- _OBJECTIVES_:
A. According to the antiques show report, how tall was the cutout boot advertising "Casper's Shoes"?
B. Copy the antiques show report word for word, starting at "The sign from" and ending at "on the top.".

#### READING PASSAGE ####

One had to be looking up to spot a nice sheet metal horse weathervane stuck on the fascia board of the booth of Tom Moser, Lincolnville, Maine. This horse, outlined with reinforcing strips of metal, was of good size and from Wisconsin. A set of four fanback Windsor side chair with carved ears was by Joseph Henzey, Philadelphia, circa 1865-80, and a large wood turned bowl, 18 inches in diameter, had the original green painted surface.
Sandy Jacobs of Rindge, N.H., is not the fastest person setting up a booth, but she said, “I really did well this time, it is only 3:10 and it is done,” leaving her 21/2 hours before the preview. She offered a set of four ribbon back side chairs with lime-green upholstered seats, a theorem showing a large basket of flowers, circa 1825, and a Nineteenth Century Massachusetts or Vermont hanging cupboard with two doors over two drawers, the entire piece outlined in a fancy applied wood border.
The sign from “Cutler’s General Store” hung in the booth of Tom Joseph, Limington, Maine, while a pair of oil on canvas portraits, right out of a small, New Hampshire auction, showed the lady with large, colorful shawl and the man seated in a painted Windsor side chair. “I think they are a good looking couple, but he could use a cleaning,” Tom said. Another piece of advertising was a large cutout boot, about five feet tall, for “Casper’s Shoes.”
Eric D. Wohl of Pomfret Center, Conn., offered a New England table with one drop leaf, one drawer, beaded skirt, top with breadboard ends, turned legs ending in button feet, and a nice decorated document box, black with red bird on a green tree with berries on the top.

#### DATASET ####

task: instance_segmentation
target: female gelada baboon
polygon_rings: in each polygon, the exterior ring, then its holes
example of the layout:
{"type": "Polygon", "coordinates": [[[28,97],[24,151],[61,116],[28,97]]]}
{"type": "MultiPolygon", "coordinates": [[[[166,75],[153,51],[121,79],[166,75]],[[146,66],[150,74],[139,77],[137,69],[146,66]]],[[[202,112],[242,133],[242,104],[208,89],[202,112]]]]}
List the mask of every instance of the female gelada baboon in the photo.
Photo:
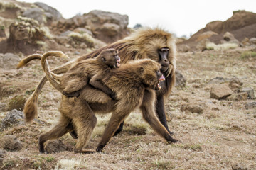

####

- _TASK-BY-TASK OUTPUTS_:
A. It was about five feet tall.

B.
The sign from “Cutler’s General Store” hung in the booth of Tom Joseph, Limington, Maine, while a pair of oil on canvas portraits, right out of a small, New Hampshire auction, showed the lady with large, colorful shawl and the man seated in a painted Windsor side chair. “I think they are a good looking couple, but he could use a cleaning,” Tom said. Another piece of advertising was a large cutout boot, about five feet tall, for “Casper’s Shoes.”
Eric D. Wohl of Pomfret Center, Conn., offered a New England table with one drop leaf, one drawer, beaded skirt, top with breadboard ends, turned legs ending in button feet, and a nice decorated document box, black with red bird on a green tree with berries on the top.